> [Extract to read]
______________________________

Attractor: Manuela Naveau

I observed a dramatic proliferation of the use of participative, open creative processes in the production of artistic works in recent years. According to Susanne Jaschko and Lucas Evers’ “el proceso como paradigma / process as paradigm” exhibition at LABoral, Gijon/Spain (2010) and their statement in the accompanying catalog, two factors are responsible for the fact that, today, access to and participation in works of art is on the rise: on one hand, the art system has been destabilized by the absence of structures with respect to authorship as well as simple structures with respect to copyright; on the other hand, a general shift from passive partaker to “involved agent” is evident throughout the art world.[1]

But this „involved agent“- syndrom is not only existing in the artworld. People are nowadays used to share, comment and vote on information via social media platforms and stand for or against something, which they like to express. On the other hand many people are only driven by the prominence of their digital ego, represented by a well shaped and constructed identity over the internet. The borders between public and private, champion and dabbler are blurred.

Methodology: Main goal on a meta-level is to collaboratively think, speak and research on the topic limits of collaboration. I would set up a new platform of Ars Wild Card and I would equip members of the research group with the App and would like to begin to collect relevant information due to our common topic via this system. It should succeed as a book of information and contributions to a topic and is the base for the conference that will then take place.

Biography: Manuela Naveau lives and works in Linz, Austria. Since completing her studies at Linz Art University, she has worked as an artist and curator in Austria and abroad since 1997. She returned to Linz in 2003 to assume curatorial and project management responsibilities at Ars Electronica. In collaboration with Gerfried Stocker, artistic director of Ars Electronica Linz GmbH, Manuela Naveau developed the Ars Electronica Export division, which she has headed since its inception. In addition to curating, producing and placing Ars Electronica exhibitions at museums and institutions worldwide, her interest is focused on the manifold manifestations of contemporary artistic practice. Manuela Naveau is currently working on “Crowd & Art”; her PhD thesis research investigates new forms of internet-based participation in the artistic process and their influence on artistic practice that is currently in a phase of flux.

______________________________

> [Material]
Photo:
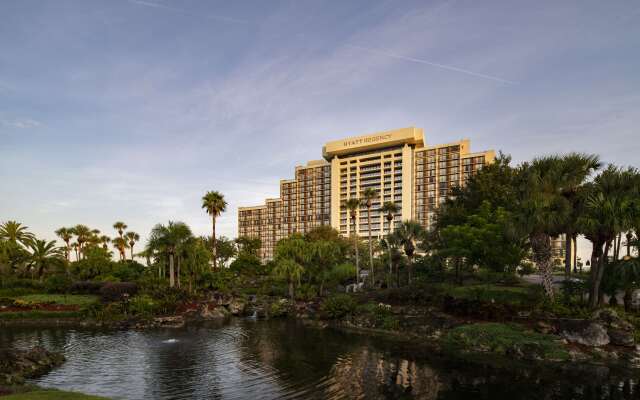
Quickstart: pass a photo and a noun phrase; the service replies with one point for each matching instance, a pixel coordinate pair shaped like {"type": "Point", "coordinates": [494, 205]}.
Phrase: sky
{"type": "Point", "coordinates": [132, 109]}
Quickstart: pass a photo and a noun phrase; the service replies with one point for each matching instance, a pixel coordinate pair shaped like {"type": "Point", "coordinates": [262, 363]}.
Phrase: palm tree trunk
{"type": "Point", "coordinates": [373, 280]}
{"type": "Point", "coordinates": [178, 272]}
{"type": "Point", "coordinates": [541, 246]}
{"type": "Point", "coordinates": [213, 242]}
{"type": "Point", "coordinates": [172, 281]}
{"type": "Point", "coordinates": [568, 253]}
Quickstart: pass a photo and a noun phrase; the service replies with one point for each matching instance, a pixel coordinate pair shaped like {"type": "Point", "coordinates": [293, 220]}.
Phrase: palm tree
{"type": "Point", "coordinates": [166, 241]}
{"type": "Point", "coordinates": [133, 238]}
{"type": "Point", "coordinates": [120, 227]}
{"type": "Point", "coordinates": [368, 195]}
{"type": "Point", "coordinates": [408, 234]}
{"type": "Point", "coordinates": [213, 202]}
{"type": "Point", "coordinates": [44, 255]}
{"type": "Point", "coordinates": [66, 235]}
{"type": "Point", "coordinates": [290, 270]}
{"type": "Point", "coordinates": [83, 234]}
{"type": "Point", "coordinates": [105, 240]}
{"type": "Point", "coordinates": [576, 168]}
{"type": "Point", "coordinates": [120, 244]}
{"type": "Point", "coordinates": [390, 209]}
{"type": "Point", "coordinates": [15, 232]}
{"type": "Point", "coordinates": [610, 207]}
{"type": "Point", "coordinates": [353, 205]}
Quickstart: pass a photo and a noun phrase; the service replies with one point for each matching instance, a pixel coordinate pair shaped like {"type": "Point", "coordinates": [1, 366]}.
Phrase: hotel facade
{"type": "Point", "coordinates": [397, 164]}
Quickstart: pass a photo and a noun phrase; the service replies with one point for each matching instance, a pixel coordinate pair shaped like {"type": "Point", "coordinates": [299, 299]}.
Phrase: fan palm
{"type": "Point", "coordinates": [353, 205]}
{"type": "Point", "coordinates": [120, 227]}
{"type": "Point", "coordinates": [213, 202]}
{"type": "Point", "coordinates": [15, 232]}
{"type": "Point", "coordinates": [408, 235]}
{"type": "Point", "coordinates": [132, 237]}
{"type": "Point", "coordinates": [120, 244]}
{"type": "Point", "coordinates": [66, 235]}
{"type": "Point", "coordinates": [44, 256]}
{"type": "Point", "coordinates": [390, 209]}
{"type": "Point", "coordinates": [166, 241]}
{"type": "Point", "coordinates": [368, 196]}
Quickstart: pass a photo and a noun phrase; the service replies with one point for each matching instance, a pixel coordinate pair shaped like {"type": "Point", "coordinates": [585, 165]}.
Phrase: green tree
{"type": "Point", "coordinates": [390, 209]}
{"type": "Point", "coordinates": [353, 205]}
{"type": "Point", "coordinates": [65, 234]}
{"type": "Point", "coordinates": [15, 232]}
{"type": "Point", "coordinates": [132, 238]}
{"type": "Point", "coordinates": [44, 256]}
{"type": "Point", "coordinates": [213, 202]}
{"type": "Point", "coordinates": [408, 235]}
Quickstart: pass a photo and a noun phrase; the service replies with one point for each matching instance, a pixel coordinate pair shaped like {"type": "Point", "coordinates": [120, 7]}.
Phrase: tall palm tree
{"type": "Point", "coordinates": [66, 235]}
{"type": "Point", "coordinates": [44, 256]}
{"type": "Point", "coordinates": [83, 234]}
{"type": "Point", "coordinates": [368, 196]}
{"type": "Point", "coordinates": [120, 244]}
{"type": "Point", "coordinates": [132, 237]}
{"type": "Point", "coordinates": [575, 169]}
{"type": "Point", "coordinates": [610, 207]}
{"type": "Point", "coordinates": [105, 240]}
{"type": "Point", "coordinates": [15, 232]}
{"type": "Point", "coordinates": [213, 202]}
{"type": "Point", "coordinates": [120, 227]}
{"type": "Point", "coordinates": [165, 240]}
{"type": "Point", "coordinates": [353, 205]}
{"type": "Point", "coordinates": [390, 209]}
{"type": "Point", "coordinates": [408, 234]}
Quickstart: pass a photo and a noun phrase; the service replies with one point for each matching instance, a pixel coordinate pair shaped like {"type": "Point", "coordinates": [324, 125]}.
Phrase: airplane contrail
{"type": "Point", "coordinates": [447, 67]}
{"type": "Point", "coordinates": [181, 11]}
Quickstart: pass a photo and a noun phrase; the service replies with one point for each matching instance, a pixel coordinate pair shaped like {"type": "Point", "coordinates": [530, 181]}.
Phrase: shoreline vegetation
{"type": "Point", "coordinates": [457, 287]}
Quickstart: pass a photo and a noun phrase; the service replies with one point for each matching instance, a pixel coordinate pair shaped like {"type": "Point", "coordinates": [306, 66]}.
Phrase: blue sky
{"type": "Point", "coordinates": [130, 110]}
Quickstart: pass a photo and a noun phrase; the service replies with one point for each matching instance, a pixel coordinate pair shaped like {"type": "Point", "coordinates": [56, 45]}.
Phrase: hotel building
{"type": "Point", "coordinates": [397, 164]}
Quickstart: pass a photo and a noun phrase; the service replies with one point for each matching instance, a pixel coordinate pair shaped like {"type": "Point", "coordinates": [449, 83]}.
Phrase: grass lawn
{"type": "Point", "coordinates": [63, 299]}
{"type": "Point", "coordinates": [504, 338]}
{"type": "Point", "coordinates": [45, 394]}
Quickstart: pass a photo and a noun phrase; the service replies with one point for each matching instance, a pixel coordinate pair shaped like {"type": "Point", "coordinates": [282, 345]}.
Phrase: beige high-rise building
{"type": "Point", "coordinates": [397, 164]}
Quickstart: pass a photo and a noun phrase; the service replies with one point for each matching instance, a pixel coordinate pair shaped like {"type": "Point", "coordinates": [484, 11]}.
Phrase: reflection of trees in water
{"type": "Point", "coordinates": [368, 374]}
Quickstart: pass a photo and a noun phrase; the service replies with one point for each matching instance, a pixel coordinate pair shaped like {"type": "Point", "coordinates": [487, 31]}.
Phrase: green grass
{"type": "Point", "coordinates": [513, 295]}
{"type": "Point", "coordinates": [37, 314]}
{"type": "Point", "coordinates": [506, 340]}
{"type": "Point", "coordinates": [45, 394]}
{"type": "Point", "coordinates": [63, 299]}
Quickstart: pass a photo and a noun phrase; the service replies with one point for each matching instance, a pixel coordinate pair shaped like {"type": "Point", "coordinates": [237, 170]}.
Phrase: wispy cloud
{"type": "Point", "coordinates": [185, 12]}
{"type": "Point", "coordinates": [437, 65]}
{"type": "Point", "coordinates": [20, 123]}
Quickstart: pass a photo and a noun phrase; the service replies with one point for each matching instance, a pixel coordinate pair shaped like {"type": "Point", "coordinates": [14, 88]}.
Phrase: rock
{"type": "Point", "coordinates": [586, 333]}
{"type": "Point", "coordinates": [169, 322]}
{"type": "Point", "coordinates": [237, 306]}
{"type": "Point", "coordinates": [620, 337]}
{"type": "Point", "coordinates": [16, 365]}
{"type": "Point", "coordinates": [211, 312]}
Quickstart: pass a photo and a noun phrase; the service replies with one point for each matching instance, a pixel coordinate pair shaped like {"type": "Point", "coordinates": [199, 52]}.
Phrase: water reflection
{"type": "Point", "coordinates": [279, 359]}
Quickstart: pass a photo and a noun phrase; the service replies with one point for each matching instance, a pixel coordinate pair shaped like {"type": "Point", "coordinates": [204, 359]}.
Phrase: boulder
{"type": "Point", "coordinates": [169, 322]}
{"type": "Point", "coordinates": [586, 333]}
{"type": "Point", "coordinates": [237, 306]}
{"type": "Point", "coordinates": [211, 312]}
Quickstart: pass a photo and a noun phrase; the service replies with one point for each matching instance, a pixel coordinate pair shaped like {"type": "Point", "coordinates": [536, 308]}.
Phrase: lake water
{"type": "Point", "coordinates": [248, 359]}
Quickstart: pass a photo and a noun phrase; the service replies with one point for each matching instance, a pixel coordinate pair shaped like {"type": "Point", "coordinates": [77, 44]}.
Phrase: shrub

______________________________

> [Set exercise 1] According to the Manuela Naveau profile, which division of Ars Electronica did she develop with Gerfried Stocker?
> [Set exercise 2] Retype the Manuela Naveau profile from "But this „involved" up to and including "dabbler are blurred.".

> [Output 1] The Ars Electronica Export division

> [Output 2]
But this „involved agent“- syndrom is not only existing in the artworld. People are nowadays used to share, comment and vote on information via social media platforms and stand for or against something, which they like to express. On the other hand many people are only driven by the prominence of their digital ego, represented by a well shaped and constructed identity over the internet. The borders between public and private, champion and dabbler are blurred.